/---
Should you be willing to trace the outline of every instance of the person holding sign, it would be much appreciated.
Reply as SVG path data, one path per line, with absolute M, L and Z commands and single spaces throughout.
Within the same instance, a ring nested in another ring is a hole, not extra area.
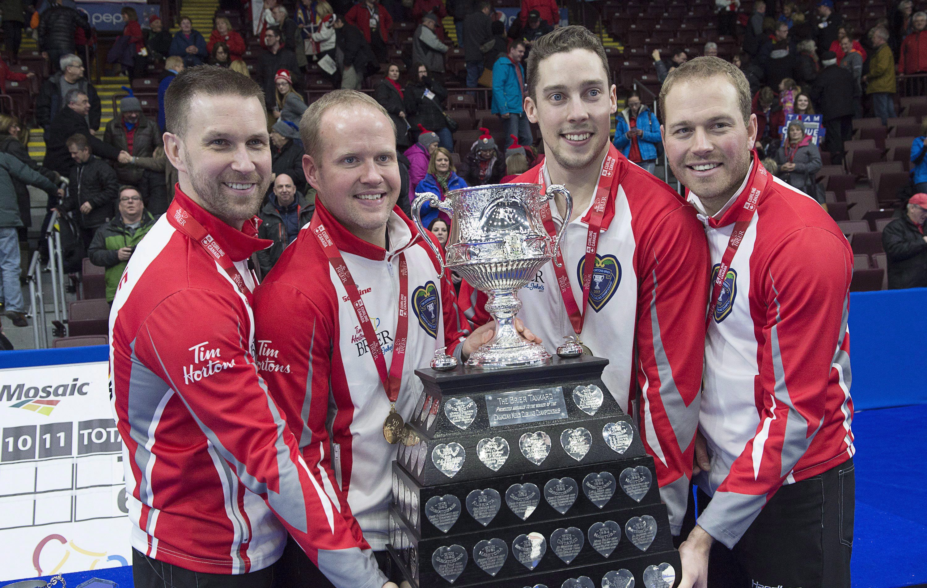
M 693 478 L 712 496 L 679 546 L 679 587 L 849 588 L 853 252 L 820 206 L 760 165 L 740 69 L 693 59 L 659 106 L 713 276 Z
M 641 435 L 678 535 L 702 381 L 705 231 L 691 205 L 611 144 L 616 87 L 595 34 L 568 26 L 540 37 L 527 71 L 525 112 L 547 156 L 514 181 L 564 184 L 574 204 L 569 219 L 561 196 L 544 213 L 552 235 L 567 223 L 562 258 L 519 291 L 518 316 L 551 354 L 568 337 L 607 357 L 603 381 L 629 413 L 640 386 Z M 476 324 L 489 320 L 485 294 L 464 283 L 460 295 Z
\---
WHAT THE TASK ASKS
Rewrite the listing with "person holding sign" changed to "sign holder" and every other word left as it is. Omit the pictures from your version.

ANSWER FOR THE TASK
Should you be willing to trace the outline of every instance of the sign holder, it would be much appreciated.
Reply as SVG path data, one path per line, with absolute M, L and Z commands and single spaces throughout.
Within the same instance, a ring nested in another ring is a hole, not extra area.
M 693 478 L 712 496 L 679 546 L 679 587 L 849 588 L 853 252 L 820 206 L 760 165 L 740 69 L 693 59 L 659 106 L 713 276 Z
M 641 435 L 678 535 L 702 381 L 705 231 L 691 205 L 611 144 L 616 87 L 595 34 L 568 26 L 540 37 L 527 71 L 525 112 L 547 156 L 514 181 L 564 184 L 574 204 L 569 219 L 561 196 L 544 213 L 552 235 L 567 223 L 562 258 L 519 291 L 518 316 L 551 354 L 568 337 L 607 357 L 603 381 L 629 413 L 640 386 Z M 476 324 L 489 320 L 485 294 L 464 283 L 460 295 Z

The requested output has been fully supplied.